A Canadian pipeline operator is a turnpike. The take-or-pay contract share is the asphalt. The rate-base growth is the toll. The commodity exposure, where it exists, is the part of the business the operator would rather not put on the cover slide.
The contracted share is the moat
The most important single number on any Canadian or US pipeline operator is the percentage of EBITDA that comes from take-or-pay, cost-of-service, fee-based, or regulated rate-base contracts. The cohort numbers are public.
Enbridge (ENB): approximately 98% of EBITDA is take-or-pay, cost-of-service, or fee-based. The Mainline, the US gas distribution utilities acquired from Dominion in 2023–2024, and the Aux Sable arrangements are structured. The remaining 2% is genuine commodity exposure, which Enbridge takes pains to bound.
TC Energy (TRP): more than 90% of post-spinout EBITDA is take-or-pay or cost-of-service. The October 2024 South Bow spinout removed the liquids exposure and the Pillar III commodity question that came with it. What is left is a gas pipeline and power business whose contractual structure is, in operational terms, a utility.
Kinder Morgan (KMI): also north of 90% contracted, with the structural tailwind of US LNG-export feedgas demand. The 2015 dividend cut and balance-sheet repair was the painful Pillar II reset that brought the contracted business back into focus.
When the contracted share is at or above 90%, the rate-base discussion is the right discussion and the commodity-price discussion is decoration. When the contracted share is below 80%, the operator is part-pipeline and part-merchant, and the merchant half deserves to be priced separately.
Rate-base growth is the toll
A regulated utility's earnings depend on the size of its rate base and the authorized return on that rate base. A pipeline operator with a meaningful regulated footprint — Enbridge's US gas distribution segment, TC Energy's NGTL, the bulk of Fortis's portfolio in adjacent infrastructure — earns from the same math.

Collection entries:
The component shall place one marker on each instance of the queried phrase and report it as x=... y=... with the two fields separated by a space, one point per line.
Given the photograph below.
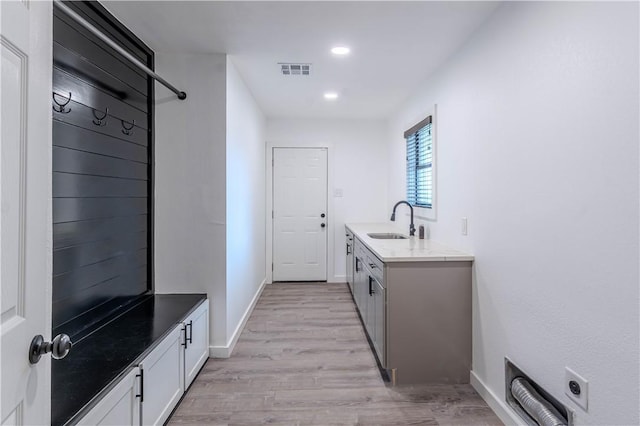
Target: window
x=420 y=159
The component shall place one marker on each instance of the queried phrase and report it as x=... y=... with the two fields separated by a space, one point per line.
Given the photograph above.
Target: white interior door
x=25 y=206
x=300 y=214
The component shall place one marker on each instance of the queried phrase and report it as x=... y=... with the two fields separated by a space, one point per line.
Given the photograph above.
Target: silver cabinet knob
x=59 y=347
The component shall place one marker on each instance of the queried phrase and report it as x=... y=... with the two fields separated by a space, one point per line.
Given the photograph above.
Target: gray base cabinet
x=417 y=316
x=429 y=321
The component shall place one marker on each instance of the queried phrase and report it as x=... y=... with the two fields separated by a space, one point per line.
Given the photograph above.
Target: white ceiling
x=394 y=46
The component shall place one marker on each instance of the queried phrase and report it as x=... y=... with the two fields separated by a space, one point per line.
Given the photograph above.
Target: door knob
x=59 y=347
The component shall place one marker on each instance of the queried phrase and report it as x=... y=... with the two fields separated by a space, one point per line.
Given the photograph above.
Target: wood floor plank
x=303 y=359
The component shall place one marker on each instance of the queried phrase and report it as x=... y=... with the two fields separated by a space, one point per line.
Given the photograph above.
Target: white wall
x=190 y=183
x=245 y=200
x=538 y=147
x=209 y=190
x=357 y=166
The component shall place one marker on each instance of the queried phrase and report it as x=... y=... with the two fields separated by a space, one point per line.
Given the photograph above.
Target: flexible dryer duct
x=540 y=410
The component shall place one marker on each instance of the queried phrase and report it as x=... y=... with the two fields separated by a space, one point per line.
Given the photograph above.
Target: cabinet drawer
x=375 y=266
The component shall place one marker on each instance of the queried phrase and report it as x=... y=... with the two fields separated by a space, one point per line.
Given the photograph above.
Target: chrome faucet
x=412 y=229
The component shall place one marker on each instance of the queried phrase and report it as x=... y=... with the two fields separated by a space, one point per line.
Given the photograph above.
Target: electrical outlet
x=576 y=388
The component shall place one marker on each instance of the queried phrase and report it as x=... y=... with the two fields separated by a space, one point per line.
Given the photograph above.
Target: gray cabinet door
x=379 y=334
x=369 y=319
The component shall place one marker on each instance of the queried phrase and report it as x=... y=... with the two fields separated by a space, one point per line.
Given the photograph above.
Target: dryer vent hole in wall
x=532 y=403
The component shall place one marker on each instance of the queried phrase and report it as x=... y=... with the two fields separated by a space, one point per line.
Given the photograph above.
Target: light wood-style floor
x=303 y=358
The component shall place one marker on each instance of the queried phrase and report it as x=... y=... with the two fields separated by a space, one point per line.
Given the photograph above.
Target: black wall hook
x=127 y=130
x=98 y=120
x=61 y=106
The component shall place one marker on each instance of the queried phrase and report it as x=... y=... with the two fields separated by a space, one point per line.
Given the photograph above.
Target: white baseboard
x=502 y=410
x=226 y=351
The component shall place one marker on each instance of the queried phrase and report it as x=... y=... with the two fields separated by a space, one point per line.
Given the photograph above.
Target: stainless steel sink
x=387 y=236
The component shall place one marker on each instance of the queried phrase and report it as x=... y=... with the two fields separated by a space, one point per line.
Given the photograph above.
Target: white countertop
x=412 y=249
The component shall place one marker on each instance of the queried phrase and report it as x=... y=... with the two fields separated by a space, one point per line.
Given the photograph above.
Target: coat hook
x=61 y=107
x=98 y=120
x=127 y=130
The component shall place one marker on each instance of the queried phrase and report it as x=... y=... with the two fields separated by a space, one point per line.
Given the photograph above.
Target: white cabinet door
x=163 y=379
x=121 y=406
x=196 y=353
x=25 y=208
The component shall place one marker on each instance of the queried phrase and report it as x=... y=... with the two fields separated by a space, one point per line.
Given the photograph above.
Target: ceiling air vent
x=295 y=69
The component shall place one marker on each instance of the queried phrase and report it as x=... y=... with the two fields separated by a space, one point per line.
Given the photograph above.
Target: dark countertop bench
x=97 y=362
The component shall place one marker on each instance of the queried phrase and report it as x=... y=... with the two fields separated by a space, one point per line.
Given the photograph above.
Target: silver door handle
x=59 y=347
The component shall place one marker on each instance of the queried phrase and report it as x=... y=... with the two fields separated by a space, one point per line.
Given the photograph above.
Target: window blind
x=420 y=164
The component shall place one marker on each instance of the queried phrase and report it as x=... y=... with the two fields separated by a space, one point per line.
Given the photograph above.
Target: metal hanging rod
x=80 y=20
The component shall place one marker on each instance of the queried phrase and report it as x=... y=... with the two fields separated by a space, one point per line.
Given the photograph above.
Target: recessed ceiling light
x=340 y=50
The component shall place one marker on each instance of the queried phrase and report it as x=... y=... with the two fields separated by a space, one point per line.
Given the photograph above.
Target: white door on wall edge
x=300 y=215
x=25 y=206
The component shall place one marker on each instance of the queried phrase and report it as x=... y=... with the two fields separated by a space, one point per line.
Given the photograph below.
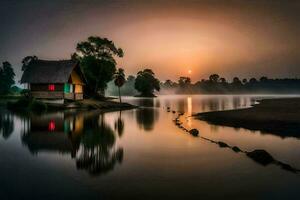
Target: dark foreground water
x=141 y=154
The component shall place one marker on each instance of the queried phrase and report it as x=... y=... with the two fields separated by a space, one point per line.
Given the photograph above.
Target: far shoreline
x=279 y=116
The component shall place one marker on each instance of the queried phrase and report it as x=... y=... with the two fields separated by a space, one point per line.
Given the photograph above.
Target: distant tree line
x=219 y=85
x=6 y=78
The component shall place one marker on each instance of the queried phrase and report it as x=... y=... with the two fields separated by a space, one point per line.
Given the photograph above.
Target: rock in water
x=236 y=149
x=223 y=144
x=194 y=132
x=261 y=156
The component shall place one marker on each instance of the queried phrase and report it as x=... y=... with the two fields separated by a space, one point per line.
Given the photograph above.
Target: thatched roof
x=46 y=71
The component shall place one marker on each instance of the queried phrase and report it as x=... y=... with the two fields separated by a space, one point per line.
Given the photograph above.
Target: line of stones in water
x=260 y=156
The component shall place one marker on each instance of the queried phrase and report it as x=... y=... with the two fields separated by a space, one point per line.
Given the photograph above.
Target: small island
x=277 y=116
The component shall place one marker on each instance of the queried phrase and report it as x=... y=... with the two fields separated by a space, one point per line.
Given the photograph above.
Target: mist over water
x=91 y=152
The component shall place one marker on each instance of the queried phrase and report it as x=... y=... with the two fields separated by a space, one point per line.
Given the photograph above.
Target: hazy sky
x=242 y=38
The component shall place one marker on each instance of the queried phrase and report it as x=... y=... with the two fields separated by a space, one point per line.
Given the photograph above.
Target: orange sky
x=236 y=38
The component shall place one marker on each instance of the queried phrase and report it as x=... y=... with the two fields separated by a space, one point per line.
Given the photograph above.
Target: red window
x=51 y=125
x=51 y=87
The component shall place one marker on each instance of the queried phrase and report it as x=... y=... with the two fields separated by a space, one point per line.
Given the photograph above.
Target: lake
x=141 y=154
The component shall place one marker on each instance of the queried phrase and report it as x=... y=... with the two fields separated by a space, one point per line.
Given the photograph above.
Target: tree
x=236 y=81
x=252 y=80
x=214 y=78
x=184 y=82
x=223 y=80
x=27 y=60
x=263 y=79
x=120 y=80
x=146 y=83
x=168 y=84
x=6 y=77
x=97 y=58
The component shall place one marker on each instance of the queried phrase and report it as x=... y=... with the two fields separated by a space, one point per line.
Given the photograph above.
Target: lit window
x=51 y=125
x=51 y=87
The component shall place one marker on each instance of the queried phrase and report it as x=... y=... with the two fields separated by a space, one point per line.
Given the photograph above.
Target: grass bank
x=277 y=116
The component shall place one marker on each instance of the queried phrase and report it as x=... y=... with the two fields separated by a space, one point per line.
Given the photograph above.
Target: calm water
x=141 y=154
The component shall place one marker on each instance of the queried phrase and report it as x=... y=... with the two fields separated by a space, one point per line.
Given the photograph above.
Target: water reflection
x=86 y=137
x=146 y=118
x=6 y=125
x=119 y=125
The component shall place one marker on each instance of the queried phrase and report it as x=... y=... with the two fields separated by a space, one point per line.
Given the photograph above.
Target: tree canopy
x=120 y=80
x=97 y=58
x=27 y=60
x=146 y=83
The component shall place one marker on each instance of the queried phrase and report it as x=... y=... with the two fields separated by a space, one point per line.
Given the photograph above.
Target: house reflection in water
x=86 y=137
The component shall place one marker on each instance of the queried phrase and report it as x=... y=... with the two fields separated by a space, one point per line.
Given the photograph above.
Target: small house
x=54 y=81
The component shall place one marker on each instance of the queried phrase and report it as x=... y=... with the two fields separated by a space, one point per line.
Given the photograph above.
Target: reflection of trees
x=86 y=137
x=146 y=117
x=6 y=125
x=98 y=154
x=119 y=125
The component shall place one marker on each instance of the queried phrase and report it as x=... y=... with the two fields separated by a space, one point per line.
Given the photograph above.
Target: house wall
x=44 y=87
x=41 y=91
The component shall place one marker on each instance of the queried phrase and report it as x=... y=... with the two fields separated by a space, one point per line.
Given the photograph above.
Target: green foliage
x=119 y=77
x=27 y=60
x=96 y=56
x=184 y=82
x=120 y=80
x=127 y=89
x=6 y=77
x=146 y=83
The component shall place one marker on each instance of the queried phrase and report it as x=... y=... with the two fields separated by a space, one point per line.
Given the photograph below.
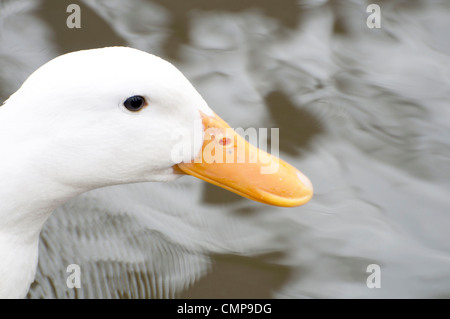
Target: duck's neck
x=27 y=198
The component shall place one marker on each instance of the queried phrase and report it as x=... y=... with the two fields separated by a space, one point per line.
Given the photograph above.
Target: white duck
x=109 y=116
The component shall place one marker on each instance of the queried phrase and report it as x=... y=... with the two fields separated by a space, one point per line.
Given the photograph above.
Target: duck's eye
x=134 y=103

Problem A: In the passage on pipeline operators, what share of Enbridge's EBITDA is take-or-pay, cost-of-service, or fee-based?
Problem B: Using the passage on pipeline operators, explain why a pipeline operator with a meaningful regulated footprint earns the way a regulated utility does.
The records were drawn from a different source than the text.

Task response A: Approximately 98%.

Task response B: A regulated utility's earnings depend on the size of its rate base and the authorized return on that rate base. A pipeline operator with a meaningful regulated footprint, such as Enbridge's US gas distribution segment or TC Energy's NGTL, earns from that same math.